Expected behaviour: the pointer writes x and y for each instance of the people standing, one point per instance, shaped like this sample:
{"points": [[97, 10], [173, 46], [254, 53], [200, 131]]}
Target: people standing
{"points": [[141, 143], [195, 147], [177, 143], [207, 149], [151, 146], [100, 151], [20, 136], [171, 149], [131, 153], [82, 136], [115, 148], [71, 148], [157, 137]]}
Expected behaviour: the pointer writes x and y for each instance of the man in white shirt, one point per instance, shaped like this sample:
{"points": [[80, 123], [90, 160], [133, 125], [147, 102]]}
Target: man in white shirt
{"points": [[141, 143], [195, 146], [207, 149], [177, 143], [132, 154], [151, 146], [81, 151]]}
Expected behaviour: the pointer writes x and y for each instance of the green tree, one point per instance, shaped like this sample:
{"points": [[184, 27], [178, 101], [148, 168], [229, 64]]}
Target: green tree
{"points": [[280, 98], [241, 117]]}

--

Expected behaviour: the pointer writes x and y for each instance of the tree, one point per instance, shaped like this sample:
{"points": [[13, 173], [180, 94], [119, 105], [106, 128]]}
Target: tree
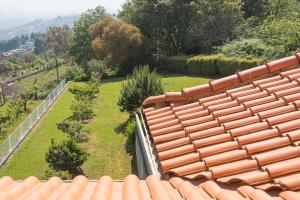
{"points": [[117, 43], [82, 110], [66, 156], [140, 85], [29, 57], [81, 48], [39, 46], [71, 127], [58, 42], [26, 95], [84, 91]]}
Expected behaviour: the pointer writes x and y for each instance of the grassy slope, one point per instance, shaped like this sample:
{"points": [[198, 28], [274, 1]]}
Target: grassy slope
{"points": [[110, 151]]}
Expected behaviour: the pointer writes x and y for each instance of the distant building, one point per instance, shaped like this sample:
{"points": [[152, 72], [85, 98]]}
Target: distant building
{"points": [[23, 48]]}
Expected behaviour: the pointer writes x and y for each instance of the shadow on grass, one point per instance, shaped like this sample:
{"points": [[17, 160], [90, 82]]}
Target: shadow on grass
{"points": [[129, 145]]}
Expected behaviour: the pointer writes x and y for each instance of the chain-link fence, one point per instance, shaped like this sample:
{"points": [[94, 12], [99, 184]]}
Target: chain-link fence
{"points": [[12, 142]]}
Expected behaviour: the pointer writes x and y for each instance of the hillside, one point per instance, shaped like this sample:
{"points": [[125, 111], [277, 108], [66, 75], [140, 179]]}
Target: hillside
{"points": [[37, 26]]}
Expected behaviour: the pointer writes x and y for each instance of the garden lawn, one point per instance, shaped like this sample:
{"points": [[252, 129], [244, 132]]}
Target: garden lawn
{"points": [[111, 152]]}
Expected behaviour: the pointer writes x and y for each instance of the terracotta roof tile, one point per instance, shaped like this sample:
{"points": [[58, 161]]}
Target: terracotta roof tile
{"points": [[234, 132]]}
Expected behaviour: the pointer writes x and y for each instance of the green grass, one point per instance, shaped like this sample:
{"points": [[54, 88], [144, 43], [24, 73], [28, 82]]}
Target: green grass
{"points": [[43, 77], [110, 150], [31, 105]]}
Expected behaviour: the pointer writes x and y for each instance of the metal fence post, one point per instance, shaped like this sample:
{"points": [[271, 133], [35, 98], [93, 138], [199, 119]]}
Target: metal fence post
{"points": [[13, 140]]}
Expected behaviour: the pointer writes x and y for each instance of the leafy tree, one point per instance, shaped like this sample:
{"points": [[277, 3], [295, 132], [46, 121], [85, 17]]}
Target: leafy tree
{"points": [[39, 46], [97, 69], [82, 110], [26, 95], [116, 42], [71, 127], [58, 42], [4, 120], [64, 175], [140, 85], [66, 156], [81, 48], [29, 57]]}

* * *

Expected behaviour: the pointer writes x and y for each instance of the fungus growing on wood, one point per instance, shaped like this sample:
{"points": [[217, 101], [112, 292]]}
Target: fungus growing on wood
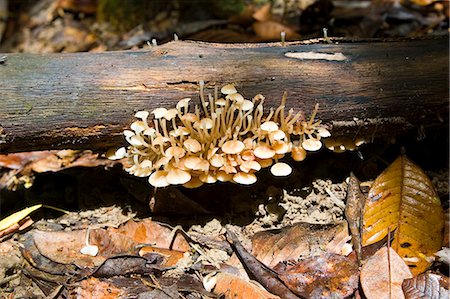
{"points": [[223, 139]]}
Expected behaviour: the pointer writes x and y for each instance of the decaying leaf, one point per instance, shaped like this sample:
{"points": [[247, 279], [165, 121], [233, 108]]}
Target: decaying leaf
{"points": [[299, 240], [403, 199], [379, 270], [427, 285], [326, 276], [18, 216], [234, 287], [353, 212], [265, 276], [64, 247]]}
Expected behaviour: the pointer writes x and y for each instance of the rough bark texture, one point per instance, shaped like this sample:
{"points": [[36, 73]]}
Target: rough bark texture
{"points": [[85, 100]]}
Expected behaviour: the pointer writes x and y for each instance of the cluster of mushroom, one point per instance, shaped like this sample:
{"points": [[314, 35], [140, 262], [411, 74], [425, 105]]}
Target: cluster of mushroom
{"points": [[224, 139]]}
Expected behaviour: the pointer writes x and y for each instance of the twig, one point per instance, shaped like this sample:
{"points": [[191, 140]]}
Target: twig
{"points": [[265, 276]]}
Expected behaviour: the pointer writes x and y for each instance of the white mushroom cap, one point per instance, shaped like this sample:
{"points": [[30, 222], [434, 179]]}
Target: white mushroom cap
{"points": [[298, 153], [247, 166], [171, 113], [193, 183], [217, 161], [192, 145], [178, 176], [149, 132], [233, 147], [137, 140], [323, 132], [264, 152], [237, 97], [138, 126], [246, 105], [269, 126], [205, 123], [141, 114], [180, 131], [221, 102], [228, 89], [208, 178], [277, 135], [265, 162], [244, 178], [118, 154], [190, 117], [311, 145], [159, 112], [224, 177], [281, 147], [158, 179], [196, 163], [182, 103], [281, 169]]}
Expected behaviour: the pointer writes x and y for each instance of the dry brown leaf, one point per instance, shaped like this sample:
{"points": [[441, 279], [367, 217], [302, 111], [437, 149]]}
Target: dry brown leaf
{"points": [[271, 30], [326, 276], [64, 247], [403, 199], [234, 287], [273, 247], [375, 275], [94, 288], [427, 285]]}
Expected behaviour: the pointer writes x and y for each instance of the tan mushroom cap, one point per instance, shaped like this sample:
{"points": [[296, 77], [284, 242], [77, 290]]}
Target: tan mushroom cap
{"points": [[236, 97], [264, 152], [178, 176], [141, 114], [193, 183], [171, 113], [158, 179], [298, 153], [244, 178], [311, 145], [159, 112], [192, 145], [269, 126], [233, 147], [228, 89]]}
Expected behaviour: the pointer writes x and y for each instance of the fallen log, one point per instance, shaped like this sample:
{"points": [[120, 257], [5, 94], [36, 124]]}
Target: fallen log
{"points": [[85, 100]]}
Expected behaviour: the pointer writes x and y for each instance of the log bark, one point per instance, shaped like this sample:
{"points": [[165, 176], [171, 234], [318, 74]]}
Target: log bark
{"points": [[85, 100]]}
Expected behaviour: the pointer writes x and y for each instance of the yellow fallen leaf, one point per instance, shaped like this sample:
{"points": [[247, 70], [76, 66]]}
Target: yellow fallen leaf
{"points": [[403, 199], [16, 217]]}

#### [Problem]
Turn the lines above, from the one containing "of the decaying" through the one containing "Target: decaying leaf" inclusive, into a numbered list that leaves out any blank lines.

#### [Solved problem]
1. Expected behaviour: the pointer writes x and y for each instance of the decaying leaf, one point per instance, shaped like this sample:
2. {"points": [[247, 279], [165, 121], [233, 108]]}
3. Target: decaying leaf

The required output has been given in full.